◆ Selected passage ◆
⁂

The website was developed after a Melbourne team quizzed dozens of Victorian students about hunger. The two-year study followed a 2018 National Union of Students survey which found that money worries were widespread and over one in seven students regularly went without necessities including food.

Craig Jeffrey, a professor of human geography, said Covid had exacerbated these issues. The war in eastern Europe would make things worse by forcing up the cost of fuel, consequently raising food prices and squeezing the supply of “core commodities” from Ukraine.

“It is such a big producer of grain and things like sunflower oil,” he said. “Wages are not rising quickly in Australia – certainly not the kind of wages that students earn, working in cafés and so forth – and the cost of living is going to increase. That’s going to make food insecurity for the population as a whole more pressing, and particularly for students.”

Arguably, the potential savings from free food programmes – with universities getting more bang from their teaching buck, through better student outcomes and lower attrition – might offset the costs. Professor Jeffrey said: “As universities are thinking much harder about the student experience, food is a really obvious place to start.”

He said food could provide a link with sustainability issues and a focal point for locals and foreigners to mix, making international students feel less “ghettoised”. It could also help “reactivate” campuses reeling from coronavirus.

“Everyone’s complaining about students not coming to lectures," Professor Jeffrey continued. "If you have excellent food at a reasonable price on campus, they’re much more likely to come.”

⁂

(Natural-language object grounding data)
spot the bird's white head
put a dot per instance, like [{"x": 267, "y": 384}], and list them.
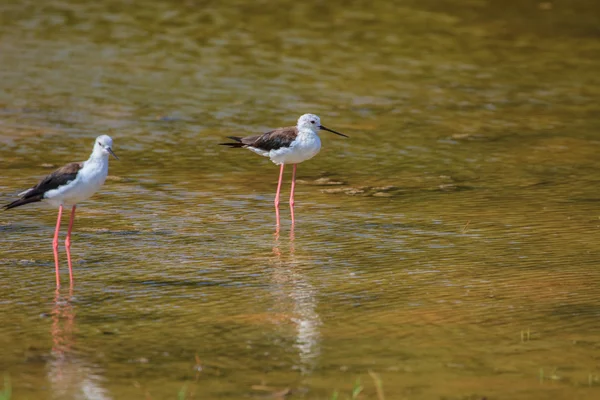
[
  {"x": 309, "y": 122},
  {"x": 313, "y": 123},
  {"x": 103, "y": 147}
]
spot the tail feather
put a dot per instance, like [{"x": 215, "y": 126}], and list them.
[
  {"x": 234, "y": 145},
  {"x": 22, "y": 202}
]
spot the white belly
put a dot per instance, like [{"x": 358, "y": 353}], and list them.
[
  {"x": 303, "y": 148},
  {"x": 78, "y": 190}
]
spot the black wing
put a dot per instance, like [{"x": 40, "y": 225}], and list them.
[{"x": 58, "y": 178}]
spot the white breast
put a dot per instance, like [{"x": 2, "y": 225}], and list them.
[
  {"x": 89, "y": 179},
  {"x": 305, "y": 147}
]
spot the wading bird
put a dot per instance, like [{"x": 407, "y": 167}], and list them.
[
  {"x": 289, "y": 145},
  {"x": 68, "y": 186}
]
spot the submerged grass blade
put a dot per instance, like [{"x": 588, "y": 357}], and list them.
[
  {"x": 378, "y": 385},
  {"x": 6, "y": 392},
  {"x": 357, "y": 389}
]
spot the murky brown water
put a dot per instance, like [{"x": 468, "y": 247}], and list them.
[{"x": 450, "y": 246}]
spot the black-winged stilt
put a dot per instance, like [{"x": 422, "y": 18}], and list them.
[
  {"x": 289, "y": 145},
  {"x": 68, "y": 186}
]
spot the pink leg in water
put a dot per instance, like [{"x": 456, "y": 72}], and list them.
[
  {"x": 279, "y": 186},
  {"x": 68, "y": 245},
  {"x": 292, "y": 202},
  {"x": 55, "y": 246},
  {"x": 277, "y": 196}
]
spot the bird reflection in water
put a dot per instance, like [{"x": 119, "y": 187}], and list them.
[
  {"x": 70, "y": 376},
  {"x": 297, "y": 302}
]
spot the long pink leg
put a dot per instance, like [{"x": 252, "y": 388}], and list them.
[
  {"x": 279, "y": 186},
  {"x": 277, "y": 196},
  {"x": 292, "y": 202},
  {"x": 55, "y": 246},
  {"x": 68, "y": 244}
]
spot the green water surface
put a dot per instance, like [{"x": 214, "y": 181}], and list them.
[{"x": 450, "y": 246}]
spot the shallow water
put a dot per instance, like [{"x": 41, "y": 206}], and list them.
[{"x": 450, "y": 246}]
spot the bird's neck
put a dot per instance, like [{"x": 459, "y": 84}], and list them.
[
  {"x": 306, "y": 132},
  {"x": 98, "y": 158}
]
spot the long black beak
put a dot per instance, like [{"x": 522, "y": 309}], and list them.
[
  {"x": 331, "y": 130},
  {"x": 112, "y": 153}
]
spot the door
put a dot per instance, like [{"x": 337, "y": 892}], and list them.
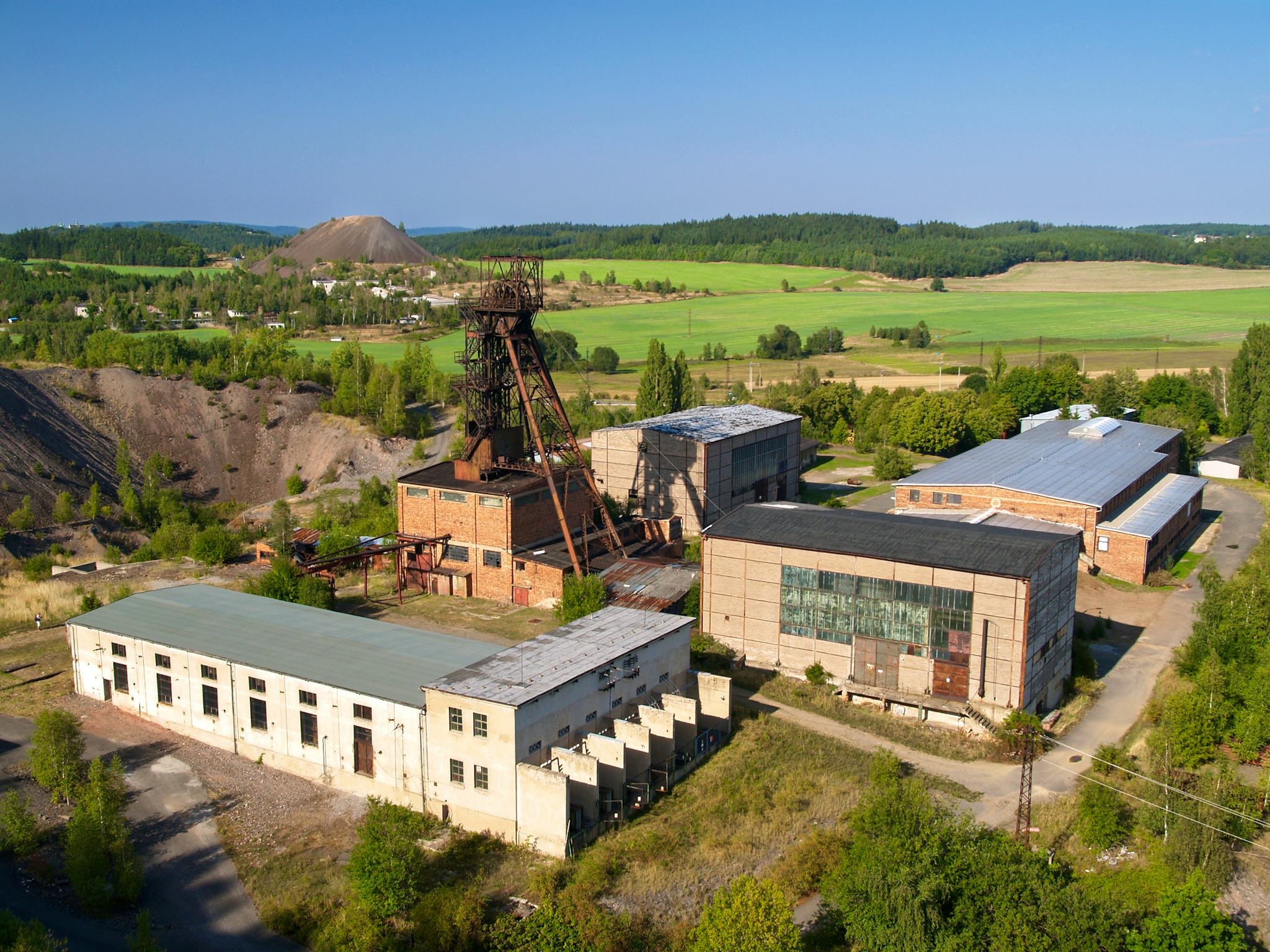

⁂

◆ Exercise ◆
Edit the passage on student food insecurity, starting at "The website was" and ending at "necessities including food.", and give that part again with "Melbourne" replaced by "Sydney". The listing is separate material and does not belong to the passage on student food insecurity.

◆ Task solution ◆
The website was developed after a Sydney team quizzed dozens of Victorian students about hunger. The two-year study followed a 2018 National Union of Students survey which found that money worries were widespread and over one in seven students regularly went without necessities including food.